What the task requires:
Omit every picture while repeating the entries exactly.

(Location labeling records)
□ □ □

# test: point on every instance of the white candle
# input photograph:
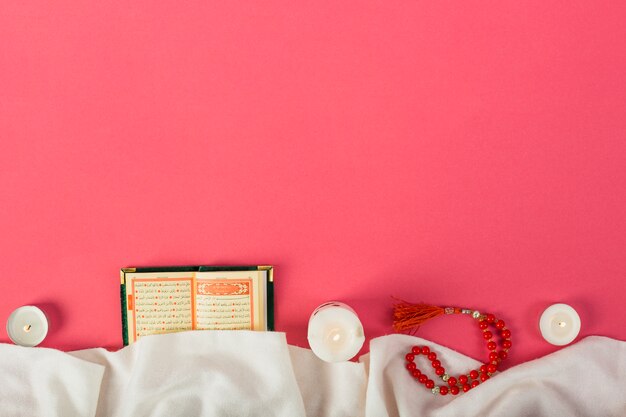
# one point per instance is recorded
(335, 332)
(559, 324)
(27, 326)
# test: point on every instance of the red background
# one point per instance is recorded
(465, 153)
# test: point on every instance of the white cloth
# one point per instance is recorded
(258, 374)
(46, 383)
(585, 379)
(201, 373)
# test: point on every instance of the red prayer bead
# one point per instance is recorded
(455, 385)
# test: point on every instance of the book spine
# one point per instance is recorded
(270, 305)
(124, 316)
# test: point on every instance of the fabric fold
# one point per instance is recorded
(47, 383)
(584, 379)
(241, 373)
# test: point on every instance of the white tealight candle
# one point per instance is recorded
(335, 332)
(559, 324)
(27, 326)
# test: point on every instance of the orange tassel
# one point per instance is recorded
(407, 316)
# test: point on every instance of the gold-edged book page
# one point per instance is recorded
(159, 302)
(231, 300)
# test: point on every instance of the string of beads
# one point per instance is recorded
(489, 326)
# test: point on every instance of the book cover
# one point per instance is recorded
(157, 300)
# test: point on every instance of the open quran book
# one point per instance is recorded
(172, 299)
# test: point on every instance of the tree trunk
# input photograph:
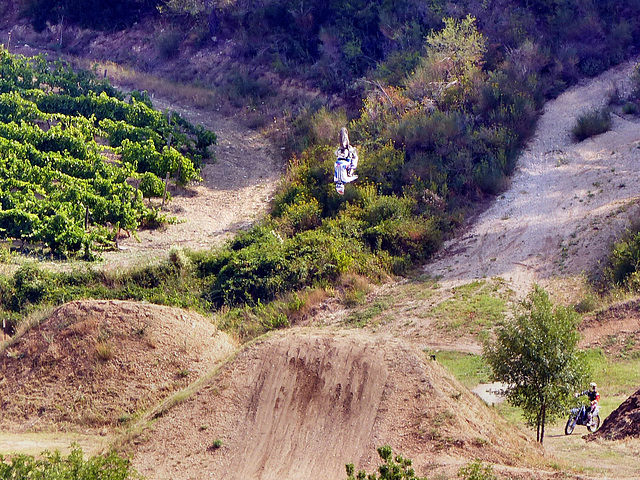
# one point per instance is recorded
(544, 419)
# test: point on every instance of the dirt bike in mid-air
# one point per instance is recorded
(579, 416)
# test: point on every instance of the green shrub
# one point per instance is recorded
(630, 108)
(169, 44)
(55, 466)
(151, 185)
(590, 123)
(624, 262)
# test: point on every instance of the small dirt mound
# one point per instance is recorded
(622, 423)
(95, 364)
(303, 403)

□ □ □

Output for this exercise:
# test: point on every instance of the white candle
# input photograph:
# one point per instance is recorded
(335, 332)
(559, 324)
(27, 326)
# test: point on every instance of the red background
# one point per instance is recorded
(465, 153)
# test: point on every instance of the white cloth
# one point per instance is recorded
(258, 374)
(46, 383)
(585, 379)
(201, 373)
# test: point on every instance of the red prayer bead
# one point per instance is recorded
(455, 385)
# test: point on every instance of the book spine
# one point per instance is recorded
(270, 305)
(124, 316)
# test: point on every instance of the fabric fold
# one point per instance is recorded
(47, 383)
(584, 379)
(241, 373)
# test: point on every instance of the white tealight candle
# one point per instance is recorded
(335, 332)
(559, 324)
(27, 326)
# test: point on every instance of the orange tassel
# one point per instance is recorded
(407, 316)
# test: point on every instance of the gold-edged book page
# one point per instance is recorded
(159, 302)
(231, 300)
# test: point on every instance of the string of beads
# one point per instance is recorded
(489, 326)
# test: point on every instance of the book cover
# one point per instance is recorded
(157, 300)
# test: point on every instance of the open quran book
# one point per instance is recorded
(172, 299)
# test: point on every instance of the tree trunk
# input photograph:
# one point per instance is recorded
(544, 419)
# test: point on every instance of the dirt bike in mid-air
# one point per instance is recorded
(579, 416)
# test: point on every instance of the green shrub
# one point per instance is recorded
(630, 108)
(169, 44)
(55, 466)
(151, 185)
(590, 123)
(624, 262)
# test: point on every instance of the small dirt mound
# one point per instance is recorded
(622, 423)
(95, 364)
(303, 403)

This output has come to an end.